*Material for the task*.
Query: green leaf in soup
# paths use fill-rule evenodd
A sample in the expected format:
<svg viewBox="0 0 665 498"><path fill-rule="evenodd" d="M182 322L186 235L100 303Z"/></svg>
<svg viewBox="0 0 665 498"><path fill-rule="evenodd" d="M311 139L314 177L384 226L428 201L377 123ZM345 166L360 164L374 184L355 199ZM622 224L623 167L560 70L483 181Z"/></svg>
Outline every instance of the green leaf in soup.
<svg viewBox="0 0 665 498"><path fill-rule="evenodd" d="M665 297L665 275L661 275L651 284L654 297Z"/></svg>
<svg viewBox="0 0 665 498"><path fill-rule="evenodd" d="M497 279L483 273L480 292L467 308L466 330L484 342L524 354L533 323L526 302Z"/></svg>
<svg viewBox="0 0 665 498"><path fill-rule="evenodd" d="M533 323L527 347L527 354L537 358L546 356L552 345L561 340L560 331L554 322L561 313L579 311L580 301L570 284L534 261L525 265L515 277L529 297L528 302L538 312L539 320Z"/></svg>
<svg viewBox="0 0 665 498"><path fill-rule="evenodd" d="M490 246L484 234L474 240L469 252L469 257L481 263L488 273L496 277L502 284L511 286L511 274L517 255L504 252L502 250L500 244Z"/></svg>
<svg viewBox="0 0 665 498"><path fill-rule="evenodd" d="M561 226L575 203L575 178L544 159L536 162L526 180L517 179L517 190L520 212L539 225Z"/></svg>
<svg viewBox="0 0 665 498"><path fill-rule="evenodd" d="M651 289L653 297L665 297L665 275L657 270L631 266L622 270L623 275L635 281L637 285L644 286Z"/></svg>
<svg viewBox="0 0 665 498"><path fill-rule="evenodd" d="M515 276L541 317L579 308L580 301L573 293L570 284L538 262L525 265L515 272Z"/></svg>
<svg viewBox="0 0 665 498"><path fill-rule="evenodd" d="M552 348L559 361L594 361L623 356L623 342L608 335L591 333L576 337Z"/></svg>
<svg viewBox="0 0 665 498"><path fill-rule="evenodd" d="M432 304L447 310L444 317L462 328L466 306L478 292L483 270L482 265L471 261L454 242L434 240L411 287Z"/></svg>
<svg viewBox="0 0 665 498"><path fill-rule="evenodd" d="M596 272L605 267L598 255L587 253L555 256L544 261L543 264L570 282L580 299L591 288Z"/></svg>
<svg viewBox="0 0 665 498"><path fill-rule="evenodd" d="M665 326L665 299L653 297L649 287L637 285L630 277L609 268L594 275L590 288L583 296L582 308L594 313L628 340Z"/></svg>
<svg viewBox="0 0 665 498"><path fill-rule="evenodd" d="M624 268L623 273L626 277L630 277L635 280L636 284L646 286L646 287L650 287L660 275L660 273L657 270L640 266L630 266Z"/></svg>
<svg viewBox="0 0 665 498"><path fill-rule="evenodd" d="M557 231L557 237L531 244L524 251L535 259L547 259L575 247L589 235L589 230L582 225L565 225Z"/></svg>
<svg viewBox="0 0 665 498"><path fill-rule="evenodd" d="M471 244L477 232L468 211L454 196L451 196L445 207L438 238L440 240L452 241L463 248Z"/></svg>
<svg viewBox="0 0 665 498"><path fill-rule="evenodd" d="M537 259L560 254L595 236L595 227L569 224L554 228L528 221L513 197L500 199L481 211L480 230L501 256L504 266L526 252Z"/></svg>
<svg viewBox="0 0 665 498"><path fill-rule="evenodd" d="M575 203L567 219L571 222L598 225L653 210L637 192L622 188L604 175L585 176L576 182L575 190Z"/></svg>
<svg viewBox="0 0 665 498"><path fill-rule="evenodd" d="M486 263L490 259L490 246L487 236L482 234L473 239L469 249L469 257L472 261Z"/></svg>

*Directions for this task*.
Give every line from the start of the items through the line containing "279L483 273L480 292L467", both included, as a JSON list of strings with one string per line and blank lines left out.

*Correct output*.
[
  "Query: green leaf in soup",
  "# paths use fill-rule evenodd",
  "A sample in the expected format:",
  "<svg viewBox=\"0 0 665 498\"><path fill-rule=\"evenodd\" d=\"M182 322L186 235L100 303Z\"/></svg>",
  "<svg viewBox=\"0 0 665 498\"><path fill-rule=\"evenodd\" d=\"M311 139L314 177L384 226L428 201L377 123ZM345 166L360 164L374 184L355 199ZM622 224L623 167L560 70L483 181Z\"/></svg>",
  "Outline every instance of the green leaf in soup.",
  "<svg viewBox=\"0 0 665 498\"><path fill-rule=\"evenodd\" d=\"M665 297L665 275L661 275L651 284L654 297Z\"/></svg>",
  "<svg viewBox=\"0 0 665 498\"><path fill-rule=\"evenodd\" d=\"M497 279L483 273L480 292L467 308L466 330L484 342L524 354L533 323L526 302Z\"/></svg>"
]